Extract to read:
--------

If you're perusing this blog post, there's a great chance that you're an aficionado of old-school Dungeons & Dragons, or at the very least you have a burning curiosity towards the forty year old game of paper, pencils, funny dice, and your imagination. That, or you Googled your way here and are desperately looking for your browser's back button.
Assuming you're not here by accident or quirk of fate, (and if you are, why not stick around for a little bit. Coffee?) think back to the times before you knew what a mortgage truly was, before the magic of utility bills, taking the little ones to little league, and mandatory overtime dominated your days. When you and your friends could devote all evening to pillaging the Caves of Chaos. Back when you named your half-elf fighter/magic-user Melric (a combination of Merlin and Elric that you were sure no one ever thought of before). The times you equipped a halfling thief with a grappling hook, and made sure to utilize said hook in every.... single.... encounter, gleefully shouting "Bonzai" all the while. (No, I don't know why the night watch was not amused when you used the grappling hook to scale the city wall, after being granted permission to enter the gates. Explaining that it was the thief-ly way to make a grand entrance probably didn't smooth things over, either.)
Now take these (mis)adventures and employ them as the basis for a 147 page novella, and the end result would most likely resemble The Maze Of Peril by John Eric Holmes. That is not a negative criticism. On the contrary, it's the somewhat juvenile style of writing and assorted D&D-isms that give this work it's charm. Holmes made sure not to take anything too seriously, and you get the sense that the campaign this book was based on was about, first and foremost, having fun, not being epic.

--------

Records provided:
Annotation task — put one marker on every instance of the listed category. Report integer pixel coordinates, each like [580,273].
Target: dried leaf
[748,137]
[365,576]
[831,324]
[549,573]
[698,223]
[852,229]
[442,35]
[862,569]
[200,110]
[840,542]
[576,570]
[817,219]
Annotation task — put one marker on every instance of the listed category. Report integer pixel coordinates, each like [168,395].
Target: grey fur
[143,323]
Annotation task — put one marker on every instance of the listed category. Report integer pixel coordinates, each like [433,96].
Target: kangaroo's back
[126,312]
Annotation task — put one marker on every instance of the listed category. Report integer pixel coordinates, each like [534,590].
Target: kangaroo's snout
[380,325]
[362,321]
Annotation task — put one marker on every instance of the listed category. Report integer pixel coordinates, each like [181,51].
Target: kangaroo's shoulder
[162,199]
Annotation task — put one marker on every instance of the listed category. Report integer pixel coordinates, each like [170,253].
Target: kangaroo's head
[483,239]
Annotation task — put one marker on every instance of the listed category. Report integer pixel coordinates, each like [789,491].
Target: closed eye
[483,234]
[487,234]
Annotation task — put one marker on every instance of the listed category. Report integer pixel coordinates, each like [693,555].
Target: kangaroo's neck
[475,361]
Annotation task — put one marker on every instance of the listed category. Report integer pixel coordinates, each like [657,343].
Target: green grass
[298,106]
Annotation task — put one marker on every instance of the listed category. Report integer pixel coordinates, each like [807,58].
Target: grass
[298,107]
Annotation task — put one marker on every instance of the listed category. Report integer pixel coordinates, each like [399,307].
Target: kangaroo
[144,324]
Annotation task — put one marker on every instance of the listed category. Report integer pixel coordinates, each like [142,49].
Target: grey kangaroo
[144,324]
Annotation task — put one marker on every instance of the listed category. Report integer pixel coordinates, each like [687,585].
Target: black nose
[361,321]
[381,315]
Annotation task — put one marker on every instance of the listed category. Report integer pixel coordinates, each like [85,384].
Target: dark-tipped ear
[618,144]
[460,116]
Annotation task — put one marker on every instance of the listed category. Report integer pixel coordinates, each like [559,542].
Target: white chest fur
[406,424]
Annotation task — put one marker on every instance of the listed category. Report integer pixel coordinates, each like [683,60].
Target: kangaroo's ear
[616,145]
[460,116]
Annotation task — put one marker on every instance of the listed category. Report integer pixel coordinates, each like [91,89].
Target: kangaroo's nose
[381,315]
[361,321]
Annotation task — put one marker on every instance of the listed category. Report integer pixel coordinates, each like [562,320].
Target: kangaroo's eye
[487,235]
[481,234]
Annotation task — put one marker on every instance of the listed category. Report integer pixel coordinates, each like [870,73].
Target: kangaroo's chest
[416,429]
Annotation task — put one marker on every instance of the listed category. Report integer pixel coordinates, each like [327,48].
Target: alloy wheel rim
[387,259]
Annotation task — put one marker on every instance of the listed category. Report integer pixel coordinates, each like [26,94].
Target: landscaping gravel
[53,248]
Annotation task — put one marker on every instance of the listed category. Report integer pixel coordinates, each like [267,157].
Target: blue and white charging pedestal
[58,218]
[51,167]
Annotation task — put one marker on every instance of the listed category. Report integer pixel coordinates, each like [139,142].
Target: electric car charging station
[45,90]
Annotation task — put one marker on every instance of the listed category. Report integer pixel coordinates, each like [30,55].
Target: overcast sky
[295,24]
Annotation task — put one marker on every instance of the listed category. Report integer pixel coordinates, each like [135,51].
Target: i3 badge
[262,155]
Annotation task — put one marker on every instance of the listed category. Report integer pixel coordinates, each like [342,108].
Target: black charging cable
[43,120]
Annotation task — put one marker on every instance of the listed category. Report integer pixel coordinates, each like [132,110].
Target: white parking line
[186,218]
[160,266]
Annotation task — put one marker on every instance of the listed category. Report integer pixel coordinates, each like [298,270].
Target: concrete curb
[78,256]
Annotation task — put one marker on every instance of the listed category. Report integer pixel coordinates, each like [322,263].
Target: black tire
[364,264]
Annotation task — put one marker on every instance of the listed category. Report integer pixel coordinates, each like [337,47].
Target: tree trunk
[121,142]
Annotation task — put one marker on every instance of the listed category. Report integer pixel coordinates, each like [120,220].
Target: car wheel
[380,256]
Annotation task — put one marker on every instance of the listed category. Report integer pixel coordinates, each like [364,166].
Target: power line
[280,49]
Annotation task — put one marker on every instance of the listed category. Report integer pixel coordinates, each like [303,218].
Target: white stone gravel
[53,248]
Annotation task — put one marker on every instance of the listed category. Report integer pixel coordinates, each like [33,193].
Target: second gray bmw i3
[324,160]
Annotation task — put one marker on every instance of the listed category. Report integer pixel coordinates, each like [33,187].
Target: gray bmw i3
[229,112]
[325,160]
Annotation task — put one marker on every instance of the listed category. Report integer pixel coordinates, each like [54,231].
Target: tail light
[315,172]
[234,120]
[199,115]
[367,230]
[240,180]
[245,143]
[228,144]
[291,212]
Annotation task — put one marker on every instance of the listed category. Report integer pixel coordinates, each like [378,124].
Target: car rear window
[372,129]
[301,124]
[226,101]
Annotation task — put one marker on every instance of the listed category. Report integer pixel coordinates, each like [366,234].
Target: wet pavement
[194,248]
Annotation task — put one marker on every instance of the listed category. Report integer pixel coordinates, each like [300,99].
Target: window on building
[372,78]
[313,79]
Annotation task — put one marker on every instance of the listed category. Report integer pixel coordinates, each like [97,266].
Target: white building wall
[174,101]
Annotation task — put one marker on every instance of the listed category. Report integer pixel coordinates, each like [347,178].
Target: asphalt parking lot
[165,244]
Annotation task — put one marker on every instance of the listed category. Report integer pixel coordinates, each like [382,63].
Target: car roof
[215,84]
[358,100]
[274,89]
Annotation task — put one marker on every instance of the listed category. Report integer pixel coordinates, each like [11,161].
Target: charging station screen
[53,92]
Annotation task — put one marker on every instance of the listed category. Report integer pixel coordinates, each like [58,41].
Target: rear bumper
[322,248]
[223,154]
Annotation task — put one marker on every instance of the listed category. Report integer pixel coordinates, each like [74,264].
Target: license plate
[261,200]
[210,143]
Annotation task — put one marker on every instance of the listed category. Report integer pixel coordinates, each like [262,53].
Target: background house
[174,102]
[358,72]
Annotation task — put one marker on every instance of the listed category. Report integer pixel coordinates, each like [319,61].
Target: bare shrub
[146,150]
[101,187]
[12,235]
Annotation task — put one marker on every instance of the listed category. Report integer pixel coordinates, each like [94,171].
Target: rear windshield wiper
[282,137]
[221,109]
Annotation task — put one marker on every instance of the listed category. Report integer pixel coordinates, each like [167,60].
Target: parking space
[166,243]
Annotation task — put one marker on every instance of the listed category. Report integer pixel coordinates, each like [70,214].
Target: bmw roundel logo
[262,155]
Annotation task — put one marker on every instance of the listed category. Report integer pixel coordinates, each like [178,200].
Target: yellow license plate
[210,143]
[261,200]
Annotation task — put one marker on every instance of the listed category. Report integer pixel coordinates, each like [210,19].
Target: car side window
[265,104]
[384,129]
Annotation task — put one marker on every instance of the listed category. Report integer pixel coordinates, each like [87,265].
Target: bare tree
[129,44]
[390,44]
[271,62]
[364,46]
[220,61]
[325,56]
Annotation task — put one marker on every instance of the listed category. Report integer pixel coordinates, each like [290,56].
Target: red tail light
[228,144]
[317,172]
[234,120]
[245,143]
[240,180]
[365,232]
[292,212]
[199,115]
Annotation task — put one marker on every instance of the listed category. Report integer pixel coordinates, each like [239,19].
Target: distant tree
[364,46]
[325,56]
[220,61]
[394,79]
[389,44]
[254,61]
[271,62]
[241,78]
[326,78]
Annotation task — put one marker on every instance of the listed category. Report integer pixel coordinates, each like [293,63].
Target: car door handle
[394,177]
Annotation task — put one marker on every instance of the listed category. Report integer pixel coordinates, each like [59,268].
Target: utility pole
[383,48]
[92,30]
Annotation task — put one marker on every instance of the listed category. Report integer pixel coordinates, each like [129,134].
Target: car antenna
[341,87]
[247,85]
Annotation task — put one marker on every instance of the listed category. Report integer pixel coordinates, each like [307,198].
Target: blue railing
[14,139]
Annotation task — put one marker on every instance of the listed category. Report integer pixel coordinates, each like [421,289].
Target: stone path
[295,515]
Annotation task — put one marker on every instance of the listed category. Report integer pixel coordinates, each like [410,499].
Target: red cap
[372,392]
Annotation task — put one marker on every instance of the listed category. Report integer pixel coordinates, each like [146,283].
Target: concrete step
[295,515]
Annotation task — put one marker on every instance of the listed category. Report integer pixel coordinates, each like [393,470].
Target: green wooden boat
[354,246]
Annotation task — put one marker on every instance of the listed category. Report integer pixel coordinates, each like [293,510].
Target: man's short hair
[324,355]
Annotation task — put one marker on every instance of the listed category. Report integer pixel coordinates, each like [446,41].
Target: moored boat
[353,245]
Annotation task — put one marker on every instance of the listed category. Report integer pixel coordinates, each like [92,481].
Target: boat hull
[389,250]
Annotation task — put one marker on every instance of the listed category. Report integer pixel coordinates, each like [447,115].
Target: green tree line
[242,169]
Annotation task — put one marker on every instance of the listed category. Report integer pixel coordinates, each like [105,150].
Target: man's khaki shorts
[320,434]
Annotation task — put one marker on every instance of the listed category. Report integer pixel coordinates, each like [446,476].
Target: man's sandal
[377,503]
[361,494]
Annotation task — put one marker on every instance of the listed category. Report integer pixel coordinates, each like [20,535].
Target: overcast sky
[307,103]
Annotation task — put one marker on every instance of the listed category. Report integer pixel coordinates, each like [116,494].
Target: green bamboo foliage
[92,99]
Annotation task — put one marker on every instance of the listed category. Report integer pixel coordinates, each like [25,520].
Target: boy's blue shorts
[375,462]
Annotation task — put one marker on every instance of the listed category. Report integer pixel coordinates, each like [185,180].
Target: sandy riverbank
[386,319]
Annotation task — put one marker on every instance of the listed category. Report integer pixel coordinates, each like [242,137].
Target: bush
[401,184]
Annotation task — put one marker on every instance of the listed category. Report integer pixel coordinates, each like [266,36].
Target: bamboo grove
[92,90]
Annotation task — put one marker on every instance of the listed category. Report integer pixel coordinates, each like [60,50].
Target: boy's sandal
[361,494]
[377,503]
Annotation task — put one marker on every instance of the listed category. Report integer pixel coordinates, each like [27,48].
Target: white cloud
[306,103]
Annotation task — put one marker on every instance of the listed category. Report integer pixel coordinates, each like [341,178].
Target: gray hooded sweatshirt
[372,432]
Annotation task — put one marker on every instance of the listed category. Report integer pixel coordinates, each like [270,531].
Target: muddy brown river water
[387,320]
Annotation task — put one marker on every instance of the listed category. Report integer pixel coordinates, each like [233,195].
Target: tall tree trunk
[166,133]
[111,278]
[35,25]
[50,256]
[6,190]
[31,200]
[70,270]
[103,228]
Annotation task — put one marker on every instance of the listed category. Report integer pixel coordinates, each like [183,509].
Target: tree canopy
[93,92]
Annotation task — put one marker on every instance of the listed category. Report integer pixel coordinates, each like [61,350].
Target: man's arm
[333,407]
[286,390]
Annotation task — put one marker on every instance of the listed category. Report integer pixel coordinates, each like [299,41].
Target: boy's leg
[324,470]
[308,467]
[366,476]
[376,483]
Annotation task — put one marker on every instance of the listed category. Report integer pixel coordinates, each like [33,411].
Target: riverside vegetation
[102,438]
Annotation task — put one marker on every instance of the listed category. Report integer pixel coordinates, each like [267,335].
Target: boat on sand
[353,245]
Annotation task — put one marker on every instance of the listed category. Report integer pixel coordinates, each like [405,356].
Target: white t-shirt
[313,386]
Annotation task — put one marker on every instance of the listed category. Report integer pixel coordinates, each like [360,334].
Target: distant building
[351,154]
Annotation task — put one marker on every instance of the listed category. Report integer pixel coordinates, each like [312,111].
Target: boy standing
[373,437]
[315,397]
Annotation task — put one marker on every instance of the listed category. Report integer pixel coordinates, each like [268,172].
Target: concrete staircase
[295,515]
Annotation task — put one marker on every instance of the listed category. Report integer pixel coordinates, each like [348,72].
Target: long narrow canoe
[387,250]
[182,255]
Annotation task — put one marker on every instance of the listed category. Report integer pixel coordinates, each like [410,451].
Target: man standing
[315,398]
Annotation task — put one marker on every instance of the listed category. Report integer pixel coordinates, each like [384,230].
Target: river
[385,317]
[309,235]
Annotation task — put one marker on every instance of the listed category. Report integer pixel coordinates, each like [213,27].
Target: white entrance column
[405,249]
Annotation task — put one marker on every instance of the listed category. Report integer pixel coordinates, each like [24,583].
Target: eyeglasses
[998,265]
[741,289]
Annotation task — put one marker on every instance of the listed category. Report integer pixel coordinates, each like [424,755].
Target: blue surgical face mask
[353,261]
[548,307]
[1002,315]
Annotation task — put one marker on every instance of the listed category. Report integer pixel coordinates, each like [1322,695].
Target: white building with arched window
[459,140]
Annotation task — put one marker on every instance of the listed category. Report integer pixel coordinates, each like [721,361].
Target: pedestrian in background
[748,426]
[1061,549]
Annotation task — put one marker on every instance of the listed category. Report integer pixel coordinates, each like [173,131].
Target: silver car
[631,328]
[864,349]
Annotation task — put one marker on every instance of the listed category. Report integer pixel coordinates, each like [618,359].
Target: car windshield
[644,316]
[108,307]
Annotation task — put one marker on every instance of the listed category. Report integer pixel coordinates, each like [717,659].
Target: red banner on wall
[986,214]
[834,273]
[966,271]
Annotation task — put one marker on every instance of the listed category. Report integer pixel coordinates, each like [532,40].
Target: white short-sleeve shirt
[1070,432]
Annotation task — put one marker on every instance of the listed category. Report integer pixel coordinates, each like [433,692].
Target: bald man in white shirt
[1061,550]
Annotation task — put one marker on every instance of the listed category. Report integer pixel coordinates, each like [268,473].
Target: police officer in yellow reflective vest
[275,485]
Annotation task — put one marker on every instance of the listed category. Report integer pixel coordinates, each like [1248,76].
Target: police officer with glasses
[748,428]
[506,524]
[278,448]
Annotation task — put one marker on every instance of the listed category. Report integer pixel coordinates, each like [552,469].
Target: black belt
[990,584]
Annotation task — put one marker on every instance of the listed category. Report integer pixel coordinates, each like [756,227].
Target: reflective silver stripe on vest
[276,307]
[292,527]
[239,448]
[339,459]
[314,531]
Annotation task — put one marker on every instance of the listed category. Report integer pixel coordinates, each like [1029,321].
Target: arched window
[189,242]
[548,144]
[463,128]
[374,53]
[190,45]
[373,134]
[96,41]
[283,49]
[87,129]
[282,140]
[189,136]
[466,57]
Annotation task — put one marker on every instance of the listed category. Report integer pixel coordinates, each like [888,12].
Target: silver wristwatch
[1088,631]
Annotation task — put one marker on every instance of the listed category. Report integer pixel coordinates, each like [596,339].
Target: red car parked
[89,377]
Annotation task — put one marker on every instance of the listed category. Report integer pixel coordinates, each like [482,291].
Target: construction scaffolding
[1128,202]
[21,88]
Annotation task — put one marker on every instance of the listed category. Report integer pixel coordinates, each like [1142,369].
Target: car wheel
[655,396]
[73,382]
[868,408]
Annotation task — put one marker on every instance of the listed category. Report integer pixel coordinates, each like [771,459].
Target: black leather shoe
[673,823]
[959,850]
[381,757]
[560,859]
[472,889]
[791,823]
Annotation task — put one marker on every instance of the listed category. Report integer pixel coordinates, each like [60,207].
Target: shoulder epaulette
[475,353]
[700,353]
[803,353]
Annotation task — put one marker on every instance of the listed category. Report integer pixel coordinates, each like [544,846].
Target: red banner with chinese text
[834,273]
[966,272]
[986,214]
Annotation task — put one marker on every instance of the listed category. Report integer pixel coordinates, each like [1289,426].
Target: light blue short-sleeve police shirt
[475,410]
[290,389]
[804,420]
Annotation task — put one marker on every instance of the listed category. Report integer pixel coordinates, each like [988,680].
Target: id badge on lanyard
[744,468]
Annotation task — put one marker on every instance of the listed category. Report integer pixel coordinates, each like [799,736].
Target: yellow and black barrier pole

--------

Your tasks:
1 – In the blog post, what name did the reader supposedly give a half-elf fighter/magic-user?
2 – Convert the listing, from the line containing "each like [60,207]." through the end of the listing, inclusive, into a JSON list of strings with one string per line and blank lines omitted.

Expected responses:
1 – Melric

2 –
[
  "Annotation task — put one marker on every instance of the listed category. Report integer pixel coordinates, each like [60,207].",
  "Target: shoulder epaulette",
  "[475,353]",
  "[700,353]",
  "[803,353]",
  "Annotation task — put one marker on every instance of the listed category. Report integer pixel coordinates, each like [544,846].",
  "Target: red banner with chinese text",
  "[834,273]",
  "[966,272]",
  "[986,214]",
  "Annotation task — put one marker on every instance of the listed category. Report integer pixel coordinates, each like [1289,426].",
  "Target: light blue short-sleeve police shirt",
  "[475,410]",
  "[290,389]",
  "[804,420]",
  "Annotation task — put one marker on every instance of the listed category. Report integer pixel coordinates, each like [988,680].",
  "Target: id badge on lanyard",
  "[744,468]",
  "Annotation task — put one marker on every instance of the listed category. Report integer pixel coordinates, each like [799,736].",
  "Target: yellow and black barrier pole"
]